- ACTIVITY:
Write the data out again exactly, with every picture removed.

___ MATERIAL TO PROCESS ___

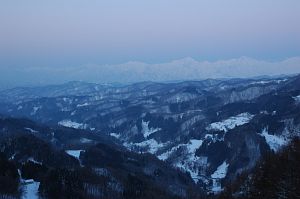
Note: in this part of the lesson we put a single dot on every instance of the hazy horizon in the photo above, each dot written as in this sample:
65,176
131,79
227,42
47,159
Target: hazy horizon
130,41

___

- TASK OUTPUT:
Note: in this part of the lesson we put a single dot on every instance of the hazy horizon in the photo above, each dot written as in this sample:
65,176
131,79
227,42
47,159
Target: hazy horizon
130,41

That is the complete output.